Could you write the entries out again, exactly as they appear?

========================

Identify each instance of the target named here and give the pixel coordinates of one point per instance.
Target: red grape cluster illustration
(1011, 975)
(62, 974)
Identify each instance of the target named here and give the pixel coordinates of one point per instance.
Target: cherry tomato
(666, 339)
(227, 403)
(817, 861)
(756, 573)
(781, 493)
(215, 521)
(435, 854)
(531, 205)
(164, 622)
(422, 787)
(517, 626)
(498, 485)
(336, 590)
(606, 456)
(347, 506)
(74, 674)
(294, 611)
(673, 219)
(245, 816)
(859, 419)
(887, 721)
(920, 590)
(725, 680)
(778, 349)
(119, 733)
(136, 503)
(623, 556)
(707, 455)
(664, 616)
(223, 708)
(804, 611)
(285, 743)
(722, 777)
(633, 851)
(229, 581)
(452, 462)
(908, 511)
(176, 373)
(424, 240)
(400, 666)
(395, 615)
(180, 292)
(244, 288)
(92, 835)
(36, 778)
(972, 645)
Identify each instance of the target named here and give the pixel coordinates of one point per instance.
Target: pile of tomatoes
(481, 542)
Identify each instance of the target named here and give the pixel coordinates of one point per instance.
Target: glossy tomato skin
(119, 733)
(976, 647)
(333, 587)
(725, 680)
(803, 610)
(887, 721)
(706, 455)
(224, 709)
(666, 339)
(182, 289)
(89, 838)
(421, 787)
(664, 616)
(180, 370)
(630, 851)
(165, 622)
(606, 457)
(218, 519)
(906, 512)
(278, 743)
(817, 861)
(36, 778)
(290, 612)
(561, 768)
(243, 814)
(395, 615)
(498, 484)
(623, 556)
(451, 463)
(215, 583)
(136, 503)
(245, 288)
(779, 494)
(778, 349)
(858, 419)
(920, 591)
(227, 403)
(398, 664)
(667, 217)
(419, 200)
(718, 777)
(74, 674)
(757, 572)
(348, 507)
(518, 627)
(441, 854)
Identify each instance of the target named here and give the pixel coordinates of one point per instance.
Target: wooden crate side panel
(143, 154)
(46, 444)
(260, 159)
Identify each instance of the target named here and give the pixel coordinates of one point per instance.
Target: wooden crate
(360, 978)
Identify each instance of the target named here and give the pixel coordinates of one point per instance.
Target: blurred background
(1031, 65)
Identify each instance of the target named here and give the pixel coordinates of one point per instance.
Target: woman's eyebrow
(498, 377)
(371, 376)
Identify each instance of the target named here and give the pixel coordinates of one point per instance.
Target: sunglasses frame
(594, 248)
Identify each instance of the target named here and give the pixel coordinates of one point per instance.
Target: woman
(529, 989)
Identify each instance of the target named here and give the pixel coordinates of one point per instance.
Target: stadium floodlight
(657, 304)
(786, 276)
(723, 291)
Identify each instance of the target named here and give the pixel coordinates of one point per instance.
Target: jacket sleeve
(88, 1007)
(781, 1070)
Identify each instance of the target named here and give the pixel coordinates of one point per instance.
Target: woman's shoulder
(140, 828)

========================

▶ The completed task
Identify each instance of the target named here and give the pixel coordinates of one point per instance.
Target: red grape cluster illustration
(1011, 975)
(62, 974)
Identify each instance of the target named here and give the pixel coordinates of one point per instance.
Target: cherry tomato
(666, 339)
(227, 403)
(817, 861)
(756, 573)
(781, 493)
(215, 521)
(435, 854)
(531, 205)
(164, 622)
(422, 787)
(517, 626)
(498, 485)
(336, 590)
(606, 456)
(347, 506)
(74, 674)
(294, 611)
(673, 219)
(245, 816)
(859, 419)
(887, 721)
(920, 590)
(725, 680)
(778, 349)
(119, 733)
(136, 503)
(623, 556)
(707, 455)
(664, 616)
(223, 708)
(804, 611)
(285, 743)
(722, 777)
(633, 851)
(229, 581)
(452, 462)
(908, 511)
(176, 373)
(424, 240)
(400, 666)
(395, 615)
(180, 292)
(244, 288)
(92, 835)
(36, 778)
(972, 645)
Identify each instance of the target named here and give the pixel coordinates of one point per instance.
Target: pile of tomatoes
(481, 542)
Identify each instance of the target named here and give the pixel coordinates of one point per instance.
Target: glossy tomato skin
(119, 733)
(976, 647)
(333, 587)
(725, 680)
(803, 610)
(887, 721)
(706, 455)
(224, 709)
(666, 339)
(182, 289)
(89, 838)
(421, 787)
(664, 616)
(180, 370)
(630, 851)
(165, 622)
(606, 457)
(218, 519)
(906, 512)
(278, 743)
(817, 861)
(36, 778)
(290, 612)
(561, 768)
(243, 814)
(395, 615)
(498, 484)
(623, 556)
(451, 463)
(215, 583)
(136, 503)
(245, 288)
(779, 494)
(778, 349)
(858, 419)
(920, 591)
(227, 403)
(398, 664)
(667, 217)
(419, 200)
(718, 777)
(74, 674)
(757, 572)
(348, 507)
(518, 627)
(441, 854)
Identify each instance of the target named here and give the pixel coordinates of one point per instance.
Target: wooden crate side panel
(143, 154)
(46, 444)
(260, 159)
Identify each instance of the target named here and give the pixel coordinates of one point per instance.
Target: wooden crate
(360, 978)
Identify each instance of the target named here and give the pixel coordinates of one point per instance.
Target: blurred background
(1031, 65)
Identify each instance of the target named here and give the pixel coordinates of one point per instance.
Target: woman's eyebrow
(498, 377)
(371, 376)
Identify each instance of the target named here and give the pixel coordinates of one point per instance.
Target: sunglasses frame
(594, 248)
Identify each instance of the target named here and give the pixel coordinates of one point per instance.
Target: woman
(529, 989)
Identify each instance of the target named here and give the pixel coordinates of one point per instance.
Target: stadium floodlight
(657, 304)
(786, 276)
(723, 291)
Identify each instance of the target named here and give the pixel coordinates of one point per instance.
Target: jacket sleeve
(88, 1007)
(781, 1070)
Identify each instance of the target named here and give the pixel coordinates of one point per instance.
Target: woman's shoulder
(140, 828)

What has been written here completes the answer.